[Description of the task] Once the records below have been read, copy them all out exactly.

Supplied entries below:

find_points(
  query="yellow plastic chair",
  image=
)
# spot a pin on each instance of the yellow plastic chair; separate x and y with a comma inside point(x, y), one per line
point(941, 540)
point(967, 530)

End of Supplied entries.

[Solution for this task]
find_points(
  query="yellow plastic chair",
  image=
)
# spot a pin on each instance of the yellow plastic chair; separate x and y with a comma inside point(x, y), one per line
point(941, 540)
point(967, 530)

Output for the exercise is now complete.